> _WHAT YOU WILL DO_
Please retype every entry, keeping each one exactly as written.

> _PROVIDED RECORDS_
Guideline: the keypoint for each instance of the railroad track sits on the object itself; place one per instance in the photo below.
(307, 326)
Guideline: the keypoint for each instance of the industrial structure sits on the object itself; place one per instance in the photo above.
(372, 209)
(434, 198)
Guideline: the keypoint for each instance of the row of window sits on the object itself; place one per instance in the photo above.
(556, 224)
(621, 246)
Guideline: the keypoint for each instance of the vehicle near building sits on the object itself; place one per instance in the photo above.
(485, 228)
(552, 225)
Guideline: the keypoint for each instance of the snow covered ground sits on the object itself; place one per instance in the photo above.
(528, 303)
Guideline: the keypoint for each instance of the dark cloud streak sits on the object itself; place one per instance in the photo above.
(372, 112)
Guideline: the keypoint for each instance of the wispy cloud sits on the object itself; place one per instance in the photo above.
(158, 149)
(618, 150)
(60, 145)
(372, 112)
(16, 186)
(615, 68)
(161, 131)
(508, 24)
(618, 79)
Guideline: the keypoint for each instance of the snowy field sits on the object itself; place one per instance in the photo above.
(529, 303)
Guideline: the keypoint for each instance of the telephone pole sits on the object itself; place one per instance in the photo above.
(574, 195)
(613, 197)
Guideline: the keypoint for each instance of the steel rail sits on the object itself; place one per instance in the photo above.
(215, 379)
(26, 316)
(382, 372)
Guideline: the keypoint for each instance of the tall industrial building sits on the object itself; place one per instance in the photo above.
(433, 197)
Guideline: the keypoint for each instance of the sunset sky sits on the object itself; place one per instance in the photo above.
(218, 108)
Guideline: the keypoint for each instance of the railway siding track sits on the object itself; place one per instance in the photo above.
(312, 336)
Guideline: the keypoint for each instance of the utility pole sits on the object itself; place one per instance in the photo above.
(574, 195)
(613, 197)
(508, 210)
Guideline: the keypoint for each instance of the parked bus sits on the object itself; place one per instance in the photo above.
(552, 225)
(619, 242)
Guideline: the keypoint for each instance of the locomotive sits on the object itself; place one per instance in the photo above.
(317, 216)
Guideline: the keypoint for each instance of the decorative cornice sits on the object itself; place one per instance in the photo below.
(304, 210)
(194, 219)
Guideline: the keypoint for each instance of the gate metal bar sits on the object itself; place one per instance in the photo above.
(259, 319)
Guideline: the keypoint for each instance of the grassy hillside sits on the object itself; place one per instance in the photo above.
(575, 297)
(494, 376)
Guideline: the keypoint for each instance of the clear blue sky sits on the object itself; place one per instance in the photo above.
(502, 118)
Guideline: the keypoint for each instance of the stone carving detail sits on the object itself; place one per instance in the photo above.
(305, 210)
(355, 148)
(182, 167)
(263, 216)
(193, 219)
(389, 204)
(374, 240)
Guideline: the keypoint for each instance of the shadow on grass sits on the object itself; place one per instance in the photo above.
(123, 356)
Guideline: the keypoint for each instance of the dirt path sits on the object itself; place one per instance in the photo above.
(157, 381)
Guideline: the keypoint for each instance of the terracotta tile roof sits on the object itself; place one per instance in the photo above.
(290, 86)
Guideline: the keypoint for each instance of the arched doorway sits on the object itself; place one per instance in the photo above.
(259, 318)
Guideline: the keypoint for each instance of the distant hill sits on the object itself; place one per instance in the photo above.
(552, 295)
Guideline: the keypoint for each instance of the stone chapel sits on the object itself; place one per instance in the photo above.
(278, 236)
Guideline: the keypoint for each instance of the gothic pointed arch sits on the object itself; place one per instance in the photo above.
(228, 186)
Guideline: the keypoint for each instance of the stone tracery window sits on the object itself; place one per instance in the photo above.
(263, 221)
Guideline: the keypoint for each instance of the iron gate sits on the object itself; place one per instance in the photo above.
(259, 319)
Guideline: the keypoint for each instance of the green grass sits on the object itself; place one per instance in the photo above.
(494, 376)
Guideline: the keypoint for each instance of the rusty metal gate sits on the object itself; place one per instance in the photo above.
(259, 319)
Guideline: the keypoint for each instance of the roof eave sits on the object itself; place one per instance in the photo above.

> _PROBLEM SOLUTION_
Guideline: the keypoint for each instance of the railroad track sits on the object itself; place one per instance in the photo below.
(307, 326)
Guideline: the keypoint for each instance of the industrial structure sits on the object itself; place one per instance in the photo above.
(372, 209)
(434, 198)
Guideline: the keypoint for each instance of the row of window sits on the object itself; place one per instance in the photo above.
(556, 224)
(621, 246)
Guideline: the keypoint for each instance of the vehicle near building sits on the object itself; place one per instance in the photo above.
(485, 228)
(552, 225)
Guideline: the keypoint for each instance of the snow covered ground sits on the object itself; place one per instance in the photo above.
(528, 303)
Guideline: the keypoint for each instance of the dark cloud streak sits on the object itself; place one per instance in the photo above.
(372, 112)
Guideline: the keypoint for each instance of the wispy cloud sits on the object itself; place one per instance in the photo above.
(158, 149)
(618, 150)
(60, 145)
(372, 112)
(16, 186)
(615, 68)
(161, 131)
(508, 24)
(618, 79)
Guideline: the keypoint for each instance of the snowy field sits on the object itself; place one per instance in the photo above.
(529, 303)
Guideline: the keypoint for each instance of the telephone pole sits on the object itself; place one per instance in the photo above.
(574, 195)
(613, 197)
Guideline: the keypoint for each instance of the steel rail sits on the object itself; place one per instance in the photo above.
(215, 379)
(26, 316)
(382, 372)
Guideline: the keypoint for each instance of the tall industrial building sits on the object itself; place one per instance in the photo above.
(433, 197)
Guideline: the keypoint for each instance of the sunset sky sits on the object itself; place one per instance in the photo above.
(218, 108)
Guideline: the keypoint for each instance of the railway siding track sits on the object itself; place one per instance in the photo above.
(312, 336)
Guideline: the keypoint for each instance of the utility pole sits on the object itself; place one per instance in the photo above.
(574, 195)
(613, 197)
(508, 210)
Guideline: the keypoint for each instance of the parked bus sits on the object itself; place one per instance in the photo above.
(552, 225)
(619, 242)
Guideline: the keypoint for each instance of the locomotive sits on the object itself; place one per instance in the photo above.
(317, 216)
Guideline: the keypoint for each instance of the decorative cornice sits on the object itself; place one per instance in the photo below.
(304, 210)
(194, 219)
Guideline: the keypoint for each instance of the gate metal bar sits on the object itself; place one per instance in the photo above.
(259, 319)
Guideline: the keypoint for each instance of the grassy hillside sits on the object itself; place one per instance in the photo above.
(575, 297)
(494, 376)
Guideline: the keypoint for each instance of the clear blue sky sits on the object itself; place one per instance in the photo above.
(502, 118)
Guideline: the keypoint for each instance of the stone carving detail sits on the object itself; place one per instance in the photo above.
(305, 210)
(355, 148)
(182, 167)
(263, 216)
(193, 219)
(389, 204)
(374, 240)
Guideline: the keypoint for each instance of the shadow on grass sits on the object itself; place one per instance in the photo above.
(123, 356)
Guideline: the keypoint for each instance of the dirt path sits on the object itself; place one per instance in the photo above.
(157, 381)
Guideline: the keypoint for each instance of the terracotta tile roof sits on the object itself; place one per instance in the photo above.
(290, 86)
Guideline: the keypoint for each instance of the arched doorway sits on the object itself; place one per instance in the photo above.
(259, 318)
Guideline: the keypoint for each instance of the distant hill sits on the object itself; place one per instance in the photo above.
(552, 295)
Guideline: the keypoint for each instance of the stone chapel sits on the object itself; place one per instance in the photo above.
(278, 236)
Guideline: the keypoint for each instance of the gothic pointed arch sits on the object itself; place one per instance in the photo above.
(228, 186)
Guideline: the keypoint for each instance of the stone tracery window sits on the object itself; place one per instance in the photo above.
(263, 221)
Guideline: the keypoint for each instance of the iron gate sits on the object itself; place one per instance in the photo above.
(259, 319)
Guideline: the keypoint for each instance of the green grass sits on the object itself; place one per instance in the photo above.
(494, 376)
Guideline: the keypoint for each instance of the rusty metal gate sits on the object itself; place one per instance in the photo above.
(259, 319)
Guideline: the keypoint for each instance of the roof eave sits on the object itself; place one per instance in the photo above.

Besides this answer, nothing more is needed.